Puerto Rican historic place

The Telephone and Telegraph Station of Guaynabo (Spanish: Oficina de Telégrafo y Teléfono de Guaynabo) is a one-story flat roof building located in the downtown (pueblo) area of Guaynabo, Puerto Rico. It was designed in the Art Deco style and constructed entirely of reinforced concrete with glass blocks and ornamental ironwork. It is one of the few (private or public) buildings in the island built entirely in this architectural style. It was added to the United States National Register of Historic Places on July 3, 2012.

The Telegraph and Telephone Station of Guaynabo was constructed in 1948, and since then it has become a significant piece in the history of telecommunications in Guaynabo. It was one of three identical Art Deco buildings of a prototype that combine both the telegraph and telephone services under one roof. This solid, modern and permanent building prototype was designed by the Department of the Interior of Puerto Rico for the installation of the automatic telephone and established in the towns of Juncos, Aibonito and Guaynabo. These buildings gave a new recognizable physical form to both the telephone company and the telegraph station in the island. Constructed between 1943 and 1949, they were also the entities that connected the people of Puerto Rico with the rest of the world. This is one of the two that still remain of those built by the Communications Authority of Puerto Rico’s office facilities, and the only one still existing of the three that was constructed of the Art Deco prototype.

The building today houses the Telegraph Museum, which is administered by the municipal government of Guaynabo. The Telegraph Museum aims to preserve the history of this invention and the history of communications in Puerto Rico.

---

_WRITTEN REQUEST A_
According to the text on the Guaynabo telephone and telegraph station, in what year was the building constructed?

---

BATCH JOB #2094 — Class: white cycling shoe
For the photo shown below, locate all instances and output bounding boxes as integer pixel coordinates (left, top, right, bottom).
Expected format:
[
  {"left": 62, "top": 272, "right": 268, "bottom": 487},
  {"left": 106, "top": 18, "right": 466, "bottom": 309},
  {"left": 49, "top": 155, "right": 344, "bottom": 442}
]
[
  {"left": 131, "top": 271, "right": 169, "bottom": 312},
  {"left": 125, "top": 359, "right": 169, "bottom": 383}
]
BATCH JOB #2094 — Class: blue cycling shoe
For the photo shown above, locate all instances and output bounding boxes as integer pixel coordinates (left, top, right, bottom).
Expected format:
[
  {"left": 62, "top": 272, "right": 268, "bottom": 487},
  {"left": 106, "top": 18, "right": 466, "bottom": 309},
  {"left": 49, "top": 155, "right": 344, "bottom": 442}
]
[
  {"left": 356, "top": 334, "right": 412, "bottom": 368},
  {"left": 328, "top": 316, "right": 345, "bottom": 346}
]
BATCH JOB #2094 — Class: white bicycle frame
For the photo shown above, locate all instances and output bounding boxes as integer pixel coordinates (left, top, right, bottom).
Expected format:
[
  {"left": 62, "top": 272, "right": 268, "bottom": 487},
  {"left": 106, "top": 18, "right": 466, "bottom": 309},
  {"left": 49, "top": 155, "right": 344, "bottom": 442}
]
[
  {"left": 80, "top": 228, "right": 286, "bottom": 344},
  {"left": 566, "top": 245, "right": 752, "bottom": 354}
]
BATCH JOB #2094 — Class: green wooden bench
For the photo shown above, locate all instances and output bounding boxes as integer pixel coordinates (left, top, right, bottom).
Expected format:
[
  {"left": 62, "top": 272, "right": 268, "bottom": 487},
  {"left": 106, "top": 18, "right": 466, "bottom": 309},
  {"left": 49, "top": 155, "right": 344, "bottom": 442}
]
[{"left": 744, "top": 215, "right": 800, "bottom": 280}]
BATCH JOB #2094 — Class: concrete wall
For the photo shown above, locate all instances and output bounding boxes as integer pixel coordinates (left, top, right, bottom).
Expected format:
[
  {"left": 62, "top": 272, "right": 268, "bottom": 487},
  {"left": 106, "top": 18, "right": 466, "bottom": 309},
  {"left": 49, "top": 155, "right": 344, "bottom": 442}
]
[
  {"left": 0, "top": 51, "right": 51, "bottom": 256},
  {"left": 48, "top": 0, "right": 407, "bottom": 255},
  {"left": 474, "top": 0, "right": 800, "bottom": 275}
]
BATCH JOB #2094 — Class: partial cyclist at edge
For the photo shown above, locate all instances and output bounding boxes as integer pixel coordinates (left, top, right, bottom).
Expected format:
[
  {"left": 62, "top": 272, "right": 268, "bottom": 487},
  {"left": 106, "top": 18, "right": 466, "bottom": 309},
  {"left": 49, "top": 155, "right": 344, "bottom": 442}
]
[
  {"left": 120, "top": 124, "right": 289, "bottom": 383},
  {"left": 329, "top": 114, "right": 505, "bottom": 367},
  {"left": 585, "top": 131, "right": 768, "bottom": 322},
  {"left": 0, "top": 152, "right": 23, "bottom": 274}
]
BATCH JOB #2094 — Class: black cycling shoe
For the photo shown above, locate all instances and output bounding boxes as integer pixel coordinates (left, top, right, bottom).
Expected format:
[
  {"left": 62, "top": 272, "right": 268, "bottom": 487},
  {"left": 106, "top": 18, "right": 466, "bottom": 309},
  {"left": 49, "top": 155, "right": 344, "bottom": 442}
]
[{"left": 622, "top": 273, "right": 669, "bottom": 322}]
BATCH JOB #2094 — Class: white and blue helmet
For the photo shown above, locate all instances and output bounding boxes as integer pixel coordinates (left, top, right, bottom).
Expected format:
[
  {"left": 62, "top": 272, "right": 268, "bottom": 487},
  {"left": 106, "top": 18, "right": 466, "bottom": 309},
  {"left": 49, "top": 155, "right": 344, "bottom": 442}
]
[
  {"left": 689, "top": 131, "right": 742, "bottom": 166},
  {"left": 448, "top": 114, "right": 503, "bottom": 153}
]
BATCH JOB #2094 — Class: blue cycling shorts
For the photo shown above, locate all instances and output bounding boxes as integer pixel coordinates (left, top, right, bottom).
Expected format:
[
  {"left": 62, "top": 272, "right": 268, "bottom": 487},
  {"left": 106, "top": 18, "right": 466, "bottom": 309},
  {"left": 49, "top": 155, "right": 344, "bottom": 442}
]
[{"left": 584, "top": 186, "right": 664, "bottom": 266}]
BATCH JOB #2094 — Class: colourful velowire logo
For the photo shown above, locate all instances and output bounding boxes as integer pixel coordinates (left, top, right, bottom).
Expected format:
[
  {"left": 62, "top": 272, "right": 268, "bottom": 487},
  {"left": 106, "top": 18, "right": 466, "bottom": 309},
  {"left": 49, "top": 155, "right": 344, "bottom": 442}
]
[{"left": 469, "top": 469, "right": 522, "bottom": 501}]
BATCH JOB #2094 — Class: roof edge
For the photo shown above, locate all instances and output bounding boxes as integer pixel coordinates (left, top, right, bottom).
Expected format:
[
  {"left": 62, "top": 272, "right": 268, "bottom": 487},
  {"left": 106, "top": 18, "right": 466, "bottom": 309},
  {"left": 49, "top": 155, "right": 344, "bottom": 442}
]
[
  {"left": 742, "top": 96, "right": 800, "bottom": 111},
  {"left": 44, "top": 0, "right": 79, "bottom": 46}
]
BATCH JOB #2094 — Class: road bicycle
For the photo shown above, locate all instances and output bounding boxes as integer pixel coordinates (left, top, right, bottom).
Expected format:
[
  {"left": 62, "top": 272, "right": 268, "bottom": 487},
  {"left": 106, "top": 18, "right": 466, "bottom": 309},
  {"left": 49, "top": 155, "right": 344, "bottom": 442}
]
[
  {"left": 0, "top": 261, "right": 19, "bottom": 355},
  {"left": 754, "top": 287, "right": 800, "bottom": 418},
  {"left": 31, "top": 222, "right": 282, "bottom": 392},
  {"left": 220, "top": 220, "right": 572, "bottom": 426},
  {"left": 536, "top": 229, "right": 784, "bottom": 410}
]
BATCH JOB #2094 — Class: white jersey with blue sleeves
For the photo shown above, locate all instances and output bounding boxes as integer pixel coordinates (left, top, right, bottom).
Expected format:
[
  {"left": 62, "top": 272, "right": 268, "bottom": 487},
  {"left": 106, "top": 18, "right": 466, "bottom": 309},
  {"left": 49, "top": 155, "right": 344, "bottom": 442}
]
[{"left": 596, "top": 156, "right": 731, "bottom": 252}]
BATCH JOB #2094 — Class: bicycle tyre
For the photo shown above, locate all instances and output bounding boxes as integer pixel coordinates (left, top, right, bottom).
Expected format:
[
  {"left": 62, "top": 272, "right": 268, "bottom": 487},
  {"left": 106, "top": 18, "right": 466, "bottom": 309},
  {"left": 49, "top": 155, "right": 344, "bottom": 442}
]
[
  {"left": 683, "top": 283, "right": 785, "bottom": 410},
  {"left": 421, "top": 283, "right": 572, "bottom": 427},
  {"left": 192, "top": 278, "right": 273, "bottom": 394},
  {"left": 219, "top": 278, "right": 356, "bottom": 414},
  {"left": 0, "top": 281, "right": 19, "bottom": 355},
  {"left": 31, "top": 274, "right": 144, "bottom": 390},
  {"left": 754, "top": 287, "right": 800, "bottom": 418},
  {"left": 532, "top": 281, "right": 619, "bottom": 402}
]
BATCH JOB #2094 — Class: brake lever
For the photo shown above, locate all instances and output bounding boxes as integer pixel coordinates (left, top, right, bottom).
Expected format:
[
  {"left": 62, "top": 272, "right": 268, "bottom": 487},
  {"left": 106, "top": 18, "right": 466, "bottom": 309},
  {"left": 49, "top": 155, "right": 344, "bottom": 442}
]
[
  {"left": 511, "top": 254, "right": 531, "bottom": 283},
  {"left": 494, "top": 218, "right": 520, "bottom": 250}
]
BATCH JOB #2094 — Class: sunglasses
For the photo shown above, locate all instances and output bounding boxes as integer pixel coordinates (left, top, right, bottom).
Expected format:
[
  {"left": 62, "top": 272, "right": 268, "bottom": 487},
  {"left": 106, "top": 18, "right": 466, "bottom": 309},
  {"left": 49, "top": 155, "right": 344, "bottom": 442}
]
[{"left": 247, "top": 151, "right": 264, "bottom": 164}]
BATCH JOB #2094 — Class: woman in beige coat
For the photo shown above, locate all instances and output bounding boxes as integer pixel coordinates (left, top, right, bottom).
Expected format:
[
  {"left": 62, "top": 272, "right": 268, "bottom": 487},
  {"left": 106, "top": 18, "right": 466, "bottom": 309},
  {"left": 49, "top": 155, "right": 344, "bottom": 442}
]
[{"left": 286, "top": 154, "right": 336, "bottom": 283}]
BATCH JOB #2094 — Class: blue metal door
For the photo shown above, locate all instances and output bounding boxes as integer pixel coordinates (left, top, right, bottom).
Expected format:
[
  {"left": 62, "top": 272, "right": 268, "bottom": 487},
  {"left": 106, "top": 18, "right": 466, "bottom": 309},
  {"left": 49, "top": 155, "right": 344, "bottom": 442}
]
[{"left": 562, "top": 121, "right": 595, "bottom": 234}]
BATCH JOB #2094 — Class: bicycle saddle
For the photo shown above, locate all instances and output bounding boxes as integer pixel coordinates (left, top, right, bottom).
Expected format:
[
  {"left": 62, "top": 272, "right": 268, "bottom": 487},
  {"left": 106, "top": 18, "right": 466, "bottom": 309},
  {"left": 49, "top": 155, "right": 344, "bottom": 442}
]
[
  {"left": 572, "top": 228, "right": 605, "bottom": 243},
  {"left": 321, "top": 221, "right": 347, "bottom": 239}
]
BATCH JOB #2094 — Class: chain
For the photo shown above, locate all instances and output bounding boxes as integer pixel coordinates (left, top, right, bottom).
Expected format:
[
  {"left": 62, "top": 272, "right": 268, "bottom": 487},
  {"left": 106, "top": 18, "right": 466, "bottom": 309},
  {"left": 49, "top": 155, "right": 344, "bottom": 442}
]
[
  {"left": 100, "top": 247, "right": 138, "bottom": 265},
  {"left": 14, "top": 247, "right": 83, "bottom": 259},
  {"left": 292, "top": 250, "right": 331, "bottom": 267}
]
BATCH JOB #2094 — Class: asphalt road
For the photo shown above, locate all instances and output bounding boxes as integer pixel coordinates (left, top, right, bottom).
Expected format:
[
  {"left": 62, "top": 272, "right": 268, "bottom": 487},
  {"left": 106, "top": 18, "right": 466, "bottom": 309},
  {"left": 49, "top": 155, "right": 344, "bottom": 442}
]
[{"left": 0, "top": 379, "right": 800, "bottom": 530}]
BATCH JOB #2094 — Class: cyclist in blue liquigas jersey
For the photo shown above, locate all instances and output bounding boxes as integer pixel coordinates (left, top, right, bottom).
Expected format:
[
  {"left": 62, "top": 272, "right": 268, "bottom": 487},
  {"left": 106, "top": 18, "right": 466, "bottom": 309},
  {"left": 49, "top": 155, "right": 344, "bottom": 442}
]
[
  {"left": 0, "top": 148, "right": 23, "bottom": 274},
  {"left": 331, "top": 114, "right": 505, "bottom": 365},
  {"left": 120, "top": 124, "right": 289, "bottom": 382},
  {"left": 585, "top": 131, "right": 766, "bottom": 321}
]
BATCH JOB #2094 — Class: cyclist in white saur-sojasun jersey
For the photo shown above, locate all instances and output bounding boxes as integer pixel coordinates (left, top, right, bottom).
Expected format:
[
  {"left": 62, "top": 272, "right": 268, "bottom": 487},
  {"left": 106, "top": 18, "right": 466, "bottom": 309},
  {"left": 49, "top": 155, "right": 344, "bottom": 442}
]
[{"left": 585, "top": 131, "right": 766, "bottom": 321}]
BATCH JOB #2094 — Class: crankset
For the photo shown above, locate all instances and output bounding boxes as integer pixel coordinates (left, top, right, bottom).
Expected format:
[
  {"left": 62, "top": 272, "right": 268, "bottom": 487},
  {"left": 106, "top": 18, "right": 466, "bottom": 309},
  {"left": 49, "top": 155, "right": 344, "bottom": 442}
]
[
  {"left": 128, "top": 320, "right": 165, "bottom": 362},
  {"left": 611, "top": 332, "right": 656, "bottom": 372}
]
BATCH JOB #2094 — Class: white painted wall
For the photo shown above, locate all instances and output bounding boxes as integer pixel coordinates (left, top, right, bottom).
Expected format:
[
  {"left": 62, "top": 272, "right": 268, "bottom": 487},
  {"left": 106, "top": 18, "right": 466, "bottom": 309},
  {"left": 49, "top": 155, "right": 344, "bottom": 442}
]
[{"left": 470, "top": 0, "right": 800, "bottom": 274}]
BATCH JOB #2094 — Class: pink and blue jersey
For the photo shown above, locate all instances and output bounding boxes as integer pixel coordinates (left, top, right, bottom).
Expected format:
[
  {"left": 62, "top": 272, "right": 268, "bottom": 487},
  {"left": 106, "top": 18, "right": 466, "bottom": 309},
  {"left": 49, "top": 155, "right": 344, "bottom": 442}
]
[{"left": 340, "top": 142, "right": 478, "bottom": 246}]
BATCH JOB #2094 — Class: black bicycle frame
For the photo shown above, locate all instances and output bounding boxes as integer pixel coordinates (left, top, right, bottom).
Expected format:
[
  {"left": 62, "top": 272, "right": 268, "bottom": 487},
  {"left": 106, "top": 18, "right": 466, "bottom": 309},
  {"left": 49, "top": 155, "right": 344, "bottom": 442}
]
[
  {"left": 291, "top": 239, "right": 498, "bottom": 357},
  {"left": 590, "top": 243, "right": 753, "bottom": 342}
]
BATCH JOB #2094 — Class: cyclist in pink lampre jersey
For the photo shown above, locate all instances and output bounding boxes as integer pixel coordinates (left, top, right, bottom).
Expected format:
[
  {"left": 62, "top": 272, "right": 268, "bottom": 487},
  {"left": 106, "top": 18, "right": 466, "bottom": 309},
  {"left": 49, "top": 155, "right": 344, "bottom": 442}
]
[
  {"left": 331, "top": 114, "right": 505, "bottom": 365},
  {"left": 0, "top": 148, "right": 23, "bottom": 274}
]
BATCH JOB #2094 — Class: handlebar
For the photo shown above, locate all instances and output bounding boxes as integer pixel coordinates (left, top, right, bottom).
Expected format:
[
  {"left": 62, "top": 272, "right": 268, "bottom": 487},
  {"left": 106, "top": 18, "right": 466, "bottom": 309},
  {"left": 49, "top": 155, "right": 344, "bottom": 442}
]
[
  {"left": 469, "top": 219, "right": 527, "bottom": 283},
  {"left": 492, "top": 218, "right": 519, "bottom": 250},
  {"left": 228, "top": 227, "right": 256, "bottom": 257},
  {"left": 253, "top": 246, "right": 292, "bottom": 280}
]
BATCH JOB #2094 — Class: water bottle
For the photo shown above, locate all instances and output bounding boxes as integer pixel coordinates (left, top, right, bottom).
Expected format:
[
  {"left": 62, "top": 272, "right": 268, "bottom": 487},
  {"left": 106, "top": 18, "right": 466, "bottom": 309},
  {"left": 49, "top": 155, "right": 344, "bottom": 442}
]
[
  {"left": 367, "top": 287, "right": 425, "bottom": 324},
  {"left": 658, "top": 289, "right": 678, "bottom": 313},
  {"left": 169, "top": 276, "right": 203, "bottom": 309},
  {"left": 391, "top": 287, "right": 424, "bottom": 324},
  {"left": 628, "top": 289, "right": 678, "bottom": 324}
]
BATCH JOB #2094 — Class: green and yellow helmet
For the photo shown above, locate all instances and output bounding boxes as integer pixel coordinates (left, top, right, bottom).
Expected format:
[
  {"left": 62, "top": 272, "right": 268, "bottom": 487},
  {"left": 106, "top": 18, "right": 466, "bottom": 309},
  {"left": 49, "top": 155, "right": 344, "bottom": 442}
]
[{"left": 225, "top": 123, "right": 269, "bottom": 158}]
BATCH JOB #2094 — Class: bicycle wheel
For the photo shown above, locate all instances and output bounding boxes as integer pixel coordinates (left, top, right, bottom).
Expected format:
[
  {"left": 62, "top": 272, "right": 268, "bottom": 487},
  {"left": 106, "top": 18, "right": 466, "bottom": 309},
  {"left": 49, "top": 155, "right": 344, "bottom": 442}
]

---

_WRITTEN REQUEST B_
Pick out every line of the rows that contains the word "white".

_WRITTEN ANSWER A_
1948

_WRITTEN ANSWER B_
BATCH JOB #2094 — Class: white cycling shoe
BATCH JOB #2094 — Class: white bicycle frame
BATCH JOB #2094 — Class: white and blue helmet
BATCH JOB #2094 — Class: white jersey with blue sleeves
BATCH JOB #2094 — Class: cyclist in white saur-sojasun jersey
BATCH JOB #2094 — Class: white painted wall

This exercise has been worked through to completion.